Required work ::
Your job is to retype the records exactly while dropping every picture.

Data listing ::
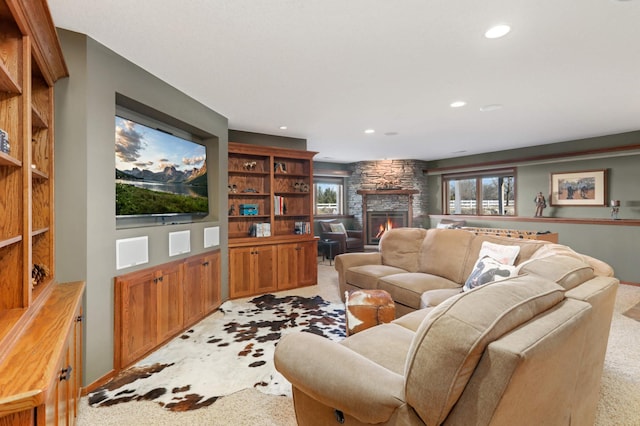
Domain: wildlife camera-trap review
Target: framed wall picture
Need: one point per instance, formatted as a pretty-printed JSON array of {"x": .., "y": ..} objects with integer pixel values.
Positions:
[{"x": 585, "y": 188}]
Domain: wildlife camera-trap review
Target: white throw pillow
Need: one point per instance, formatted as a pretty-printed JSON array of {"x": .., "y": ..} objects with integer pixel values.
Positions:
[
  {"x": 338, "y": 227},
  {"x": 487, "y": 270},
  {"x": 503, "y": 254}
]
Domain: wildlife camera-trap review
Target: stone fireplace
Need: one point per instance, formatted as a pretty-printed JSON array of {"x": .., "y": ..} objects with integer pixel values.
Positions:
[
  {"x": 380, "y": 222},
  {"x": 388, "y": 186},
  {"x": 384, "y": 209}
]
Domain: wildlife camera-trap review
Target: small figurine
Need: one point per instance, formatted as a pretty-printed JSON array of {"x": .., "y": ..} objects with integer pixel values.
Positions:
[{"x": 541, "y": 204}]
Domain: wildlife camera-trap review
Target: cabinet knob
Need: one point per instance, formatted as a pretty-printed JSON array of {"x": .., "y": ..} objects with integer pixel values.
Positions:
[{"x": 65, "y": 373}]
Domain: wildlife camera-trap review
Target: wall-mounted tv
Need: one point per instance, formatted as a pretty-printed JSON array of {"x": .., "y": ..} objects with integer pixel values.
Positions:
[{"x": 157, "y": 172}]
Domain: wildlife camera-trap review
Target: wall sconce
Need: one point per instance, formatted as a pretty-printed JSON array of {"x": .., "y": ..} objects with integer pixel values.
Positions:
[{"x": 615, "y": 209}]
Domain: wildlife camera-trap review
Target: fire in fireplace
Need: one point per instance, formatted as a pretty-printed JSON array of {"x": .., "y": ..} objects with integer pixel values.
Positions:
[{"x": 381, "y": 222}]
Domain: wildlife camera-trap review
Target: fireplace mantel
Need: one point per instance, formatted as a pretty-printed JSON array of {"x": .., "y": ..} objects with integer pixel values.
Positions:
[
  {"x": 409, "y": 193},
  {"x": 387, "y": 191}
]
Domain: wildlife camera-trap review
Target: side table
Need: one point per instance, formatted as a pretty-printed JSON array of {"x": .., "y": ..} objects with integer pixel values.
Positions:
[{"x": 328, "y": 248}]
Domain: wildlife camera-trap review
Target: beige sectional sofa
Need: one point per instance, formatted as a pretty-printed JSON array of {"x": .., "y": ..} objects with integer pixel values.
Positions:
[
  {"x": 526, "y": 350},
  {"x": 412, "y": 261}
]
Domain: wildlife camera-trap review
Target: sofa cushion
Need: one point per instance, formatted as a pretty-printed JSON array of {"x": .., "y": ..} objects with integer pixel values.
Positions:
[
  {"x": 366, "y": 276},
  {"x": 400, "y": 247},
  {"x": 384, "y": 344},
  {"x": 451, "y": 339},
  {"x": 338, "y": 227},
  {"x": 407, "y": 288},
  {"x": 488, "y": 270},
  {"x": 567, "y": 271},
  {"x": 445, "y": 253}
]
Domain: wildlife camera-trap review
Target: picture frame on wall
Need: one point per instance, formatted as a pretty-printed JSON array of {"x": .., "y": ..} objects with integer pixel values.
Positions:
[{"x": 582, "y": 188}]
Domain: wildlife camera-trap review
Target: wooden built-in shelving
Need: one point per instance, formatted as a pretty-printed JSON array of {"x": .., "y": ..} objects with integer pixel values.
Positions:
[
  {"x": 40, "y": 335},
  {"x": 278, "y": 182}
]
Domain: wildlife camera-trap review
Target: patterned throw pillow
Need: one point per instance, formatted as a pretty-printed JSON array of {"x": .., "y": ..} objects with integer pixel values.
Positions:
[
  {"x": 487, "y": 270},
  {"x": 504, "y": 254},
  {"x": 338, "y": 227}
]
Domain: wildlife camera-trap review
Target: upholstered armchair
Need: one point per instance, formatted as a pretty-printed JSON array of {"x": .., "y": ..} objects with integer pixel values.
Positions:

Solution to the problem ::
Domain: wildlife camera-trap review
Target: framed wall picture
Need: one point per instance, formatted as a pretty-printed JSON array of {"x": .., "y": ..} objects with integer pixel values.
Positions:
[{"x": 585, "y": 188}]
Domain: wildlife camera-trap review
Target: white throw pillow
Need: one point per instance, formatted as a pretty-printed JSON array of {"x": .., "y": ..} objects with integer pixel values.
Positions:
[
  {"x": 338, "y": 227},
  {"x": 487, "y": 270},
  {"x": 503, "y": 254}
]
Domain: wildlife camera-trap review
Target: stone fireplace
Need: one point per instance, formatted as a pretty-printed JSON array of {"x": .., "y": ..} objects with integer pixel values.
Positions:
[
  {"x": 380, "y": 222},
  {"x": 388, "y": 186},
  {"x": 384, "y": 209}
]
Domain: wildlife camera-trap review
Target: small figurine
Need: one point per instance, formatted as a pretty-printed JSON array of {"x": .., "y": ..} objects with integer pixel values.
Positions:
[{"x": 541, "y": 204}]
Domain: wildlife camera-trap review
Target: cabinet knob
Need: one point per instance, formatted as a pretty-printed JSON array of {"x": .., "y": ..} objects with integer pixel values.
Positions:
[{"x": 65, "y": 373}]
Domain: wildlife camera-trap review
Target: wall-mounted tv
Need: one point per instance, formatted as a pretty-printed JSON array of {"x": .., "y": ..} objects with integer pixel values.
Positions:
[{"x": 157, "y": 172}]
Domain: wildlife camera-trap review
Target: wall sconce
Need: one point per instance, formatted as a pretty-printed JSON array of {"x": .., "y": ..} objects with integer pixel values.
Positions:
[{"x": 615, "y": 209}]
Domain: wildlife camera-trap review
Target: fire in fireplace
Need: one point per instance, formatted as a pretty-printed JSON array of {"x": .., "y": ..} objects with integer pixel values.
Positions:
[{"x": 381, "y": 222}]
Domain: wildlife camera-trap review
Target: fireplace mantel
Need: one point per instance, formatted as a pretty-printed JSON array of {"x": .., "y": ..} objects with integer pixel values.
Positions:
[
  {"x": 409, "y": 193},
  {"x": 387, "y": 191}
]
Domain: wildlife camera-trap review
Target: side table
Need: one point per instance, formatted as a pretty-printed JSON array of {"x": .., "y": ..} objects with integer pixel values.
Positions:
[{"x": 328, "y": 248}]
Domain: wildlife camera-trap review
Target: beige sectional sofa
Need: one point per instance, formatted as a pretty-printed JSON array of {"x": .., "y": ..} objects with integer pixel values.
Positions:
[
  {"x": 526, "y": 350},
  {"x": 412, "y": 261}
]
Domain: wildlife camera-trap review
Target: sofa cushion
Need: one point per instance, formatted as a pretty-printed JSON array of {"x": .., "y": ..} objects with integer pixel values.
Positions:
[
  {"x": 366, "y": 276},
  {"x": 400, "y": 247},
  {"x": 384, "y": 344},
  {"x": 451, "y": 339},
  {"x": 338, "y": 227},
  {"x": 407, "y": 288},
  {"x": 488, "y": 270},
  {"x": 567, "y": 271},
  {"x": 445, "y": 253}
]
Domain: wildlife camera-trap review
Target: picture frame on wall
Need: one point per instance, formatted as a pretty-printed JSON array of {"x": .., "y": ..} objects with integer pixel values.
Positions:
[{"x": 582, "y": 188}]
Domain: wildlife camera-trap review
Target: wooden built-in shelving
Need: one point per instance, formatted as a pretty-printed JSON array of {"x": .., "y": ..} objects with integer pixel values.
Positions:
[
  {"x": 40, "y": 335},
  {"x": 278, "y": 182}
]
Domain: wildlife camera-trap review
Target: patterned throw pillow
Need: one point per instance, formatted as a pretty-printed JSON array of {"x": .., "y": ..} objects with integer pixel values.
Positions:
[
  {"x": 487, "y": 270},
  {"x": 504, "y": 254},
  {"x": 338, "y": 227}
]
Domain: wildlife camera-trap review
Target: upholstered armchair
Need: one point per instance, formatted as a pretty-printed JSON array of {"x": .., "y": ..} objects with integer pixel values.
Positions:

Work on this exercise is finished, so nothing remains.